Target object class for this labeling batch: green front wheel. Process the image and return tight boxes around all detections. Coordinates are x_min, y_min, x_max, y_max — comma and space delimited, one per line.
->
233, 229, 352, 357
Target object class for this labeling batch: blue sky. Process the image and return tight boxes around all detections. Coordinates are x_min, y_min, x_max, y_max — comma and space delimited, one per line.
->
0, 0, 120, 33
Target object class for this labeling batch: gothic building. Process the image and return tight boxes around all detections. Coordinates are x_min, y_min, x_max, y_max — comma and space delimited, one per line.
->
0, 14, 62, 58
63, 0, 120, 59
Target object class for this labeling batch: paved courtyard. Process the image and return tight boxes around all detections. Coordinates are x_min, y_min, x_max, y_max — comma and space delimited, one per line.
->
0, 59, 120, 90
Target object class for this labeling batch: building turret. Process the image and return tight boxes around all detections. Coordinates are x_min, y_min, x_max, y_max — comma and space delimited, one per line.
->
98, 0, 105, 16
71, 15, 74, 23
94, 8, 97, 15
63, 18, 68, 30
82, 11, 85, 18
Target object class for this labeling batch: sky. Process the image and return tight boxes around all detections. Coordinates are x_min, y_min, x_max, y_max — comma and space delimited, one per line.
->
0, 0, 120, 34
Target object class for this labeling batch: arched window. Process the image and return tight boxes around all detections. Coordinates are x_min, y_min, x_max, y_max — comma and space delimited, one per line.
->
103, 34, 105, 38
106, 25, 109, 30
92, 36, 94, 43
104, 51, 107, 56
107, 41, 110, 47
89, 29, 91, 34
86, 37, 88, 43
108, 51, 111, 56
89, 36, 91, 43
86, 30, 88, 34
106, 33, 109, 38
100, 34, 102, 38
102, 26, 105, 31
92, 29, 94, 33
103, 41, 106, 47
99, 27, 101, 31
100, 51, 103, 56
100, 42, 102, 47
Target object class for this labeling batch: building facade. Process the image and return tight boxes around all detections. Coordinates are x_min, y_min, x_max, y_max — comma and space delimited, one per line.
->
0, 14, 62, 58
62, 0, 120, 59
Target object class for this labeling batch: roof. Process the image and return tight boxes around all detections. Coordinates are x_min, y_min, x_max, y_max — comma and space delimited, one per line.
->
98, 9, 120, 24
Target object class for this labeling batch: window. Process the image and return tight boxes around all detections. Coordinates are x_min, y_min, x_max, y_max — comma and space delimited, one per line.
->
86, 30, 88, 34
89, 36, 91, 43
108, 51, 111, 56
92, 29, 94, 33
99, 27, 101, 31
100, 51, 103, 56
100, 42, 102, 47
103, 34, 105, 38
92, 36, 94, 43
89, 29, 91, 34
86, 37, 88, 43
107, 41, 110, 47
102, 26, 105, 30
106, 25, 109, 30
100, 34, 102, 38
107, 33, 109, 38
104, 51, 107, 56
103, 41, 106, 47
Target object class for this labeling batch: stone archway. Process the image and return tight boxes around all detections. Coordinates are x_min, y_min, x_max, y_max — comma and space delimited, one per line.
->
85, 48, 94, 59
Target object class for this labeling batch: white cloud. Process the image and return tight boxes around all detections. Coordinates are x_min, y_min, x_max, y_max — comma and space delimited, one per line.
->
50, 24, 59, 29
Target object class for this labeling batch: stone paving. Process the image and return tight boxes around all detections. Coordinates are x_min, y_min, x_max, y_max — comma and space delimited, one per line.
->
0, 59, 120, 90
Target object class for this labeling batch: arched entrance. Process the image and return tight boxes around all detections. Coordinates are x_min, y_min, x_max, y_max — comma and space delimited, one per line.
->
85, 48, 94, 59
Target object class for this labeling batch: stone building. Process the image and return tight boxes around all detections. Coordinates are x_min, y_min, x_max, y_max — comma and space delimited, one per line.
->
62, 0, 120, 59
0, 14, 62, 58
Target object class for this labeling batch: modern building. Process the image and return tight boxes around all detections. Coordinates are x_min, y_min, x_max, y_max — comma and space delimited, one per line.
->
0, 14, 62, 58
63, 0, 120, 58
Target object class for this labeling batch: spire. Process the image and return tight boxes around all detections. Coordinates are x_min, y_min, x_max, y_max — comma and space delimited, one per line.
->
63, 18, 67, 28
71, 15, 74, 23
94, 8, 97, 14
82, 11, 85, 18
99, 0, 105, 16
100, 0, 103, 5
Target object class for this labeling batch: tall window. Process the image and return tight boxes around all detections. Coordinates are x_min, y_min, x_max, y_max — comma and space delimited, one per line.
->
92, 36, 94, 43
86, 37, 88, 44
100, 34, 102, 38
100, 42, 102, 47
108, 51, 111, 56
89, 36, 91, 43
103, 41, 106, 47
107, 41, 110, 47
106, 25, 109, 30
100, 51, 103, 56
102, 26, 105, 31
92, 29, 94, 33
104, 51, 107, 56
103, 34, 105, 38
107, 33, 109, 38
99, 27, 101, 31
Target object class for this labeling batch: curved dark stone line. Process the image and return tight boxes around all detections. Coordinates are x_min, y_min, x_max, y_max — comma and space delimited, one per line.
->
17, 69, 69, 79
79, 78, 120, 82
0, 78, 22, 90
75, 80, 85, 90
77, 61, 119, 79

##############################

Copy out all of the records again, swapping "labeling batch" for "annotation run" wherever it occurs and leaving everything else as it is.

Target object class for this annotation run: green front wheel. Process the image and return tight boxes around all detections. Coordinates are x_min, y_min, x_max, y_max — comma and space delimited, one per line.
->
233, 229, 352, 357
Target object class for this annotation run: blue sky. Process the image and return tight boxes around all detections. Coordinates are x_min, y_min, x_max, y_max — comma and space delimited, one per line.
->
0, 0, 120, 33
Target object class for this annotation run: gothic building. Process the image and return tight boxes around all detections. Coordinates are x_min, y_min, x_max, y_max — comma and space delimited, one per line.
->
0, 14, 62, 58
63, 0, 120, 59
Target object class for this annotation run: paved courtyard. Process the image and return tight boxes around all detections. Coordinates are x_min, y_min, x_max, y_max — comma and space delimited, one per line.
->
0, 59, 120, 90
Target object class for this annotation run: building turret. Process the image and return tight boxes around all detections. Coordinates are x_min, y_min, x_max, y_max — comma and space delimited, one per line.
->
98, 0, 105, 16
71, 15, 74, 23
94, 8, 97, 15
63, 18, 68, 30
82, 11, 85, 18
Target object class for this annotation run: sky. Process the image and return tight boxes around all detections. Coordinates are x_min, y_min, x_max, y_max — comma and space delimited, one per line.
->
0, 0, 120, 34
Target object class for this annotation run: arched window. Process the image and return tight boxes around all detections. Coordinates are x_min, y_min, x_max, y_max — comma and space delimited, one per line.
->
103, 34, 105, 38
106, 25, 109, 30
92, 36, 94, 43
104, 51, 107, 56
107, 41, 110, 47
89, 29, 91, 34
86, 37, 88, 43
108, 51, 111, 56
89, 36, 91, 43
86, 30, 88, 34
106, 33, 109, 38
100, 34, 102, 38
102, 26, 105, 31
92, 29, 94, 33
103, 41, 106, 47
99, 27, 101, 31
100, 51, 103, 56
100, 42, 102, 47
Target object class for this annotation run: building facade. Process the image and return tight boxes around all detections. Coordinates are x_min, y_min, x_max, y_max — comma and space delimited, one per line.
->
0, 14, 62, 58
62, 0, 120, 59
Target object class for this annotation run: roof. Process the image and return tight boxes around all detections. Coordinates are x_min, y_min, x_max, y_max — comma and space delimited, one per line.
->
98, 9, 120, 24
Target object class for this annotation run: window. Process the image and return tight boxes around all detections. Coordinates are x_min, y_min, x_max, y_max — comma and space delimited, one per line.
->
86, 30, 88, 34
89, 36, 91, 43
108, 51, 111, 56
92, 29, 94, 33
99, 27, 101, 31
100, 51, 103, 56
100, 42, 102, 47
103, 34, 105, 38
92, 36, 94, 43
89, 29, 91, 34
86, 37, 88, 43
107, 41, 110, 47
102, 26, 105, 30
106, 25, 109, 30
100, 34, 102, 38
107, 33, 109, 38
104, 51, 107, 56
103, 41, 106, 47
Target object class for this annotation run: stone archway. Process the image and return tight boxes around all detections. Coordinates are x_min, y_min, x_max, y_max — comma and space delimited, one per line.
->
85, 48, 94, 59
Target object class for this annotation run: white cloud. Process the image and return tight boxes around all detections. Coordinates are x_min, y_min, x_max, y_max — comma and space delimited, one per line.
->
50, 24, 59, 29
Target object class for this annotation run: stone paving. Process the image and return tight boxes around all detections. Coordinates are x_min, y_min, x_max, y_max — comma and space delimited, one per line.
->
0, 59, 120, 90
Target object class for this annotation run: arched entrance. Process the image and return tight boxes around all detections. Coordinates are x_min, y_min, x_max, y_max — comma and space delimited, one per line.
->
85, 48, 94, 59
Target object class for this annotation run: stone building. Process the image and return tight boxes around all detections. Coordinates are x_min, y_min, x_max, y_max — comma and space delimited, one per line.
->
62, 0, 120, 59
0, 14, 62, 58
Target object class for this annotation run: modern building. Process the image and return tight boxes around all detections. Coordinates are x_min, y_min, x_max, y_max — comma and space delimited, one per line.
->
0, 14, 62, 58
63, 0, 120, 58
Target object class for this annotation run: spire. Process the image and return tight boxes around all detections. Coordinates are x_min, y_min, x_max, y_max — comma and space delimited, one per line.
->
63, 18, 67, 28
71, 15, 74, 23
94, 8, 97, 14
82, 11, 85, 18
99, 0, 105, 16
100, 0, 103, 5
Target object class for this annotation run: tall window. Process the image and return tight boxes around all detections. Coordinates are x_min, y_min, x_max, y_max — comma and space delimited, one per line.
->
92, 36, 94, 43
86, 37, 88, 44
100, 34, 102, 38
100, 42, 102, 47
108, 51, 111, 56
89, 36, 91, 43
103, 41, 106, 47
107, 41, 110, 47
106, 25, 109, 30
100, 51, 103, 56
102, 26, 105, 31
92, 29, 94, 33
104, 51, 107, 56
103, 34, 105, 38
107, 33, 109, 38
99, 27, 101, 31
Target object class for this annotation run: curved dark stone line. Process the image and return tight boxes around all detections. Coordinates are x_min, y_min, x_max, y_max — comma and space delimited, one per line.
->
17, 69, 69, 79
79, 78, 120, 82
0, 78, 22, 90
75, 80, 85, 90
77, 61, 119, 79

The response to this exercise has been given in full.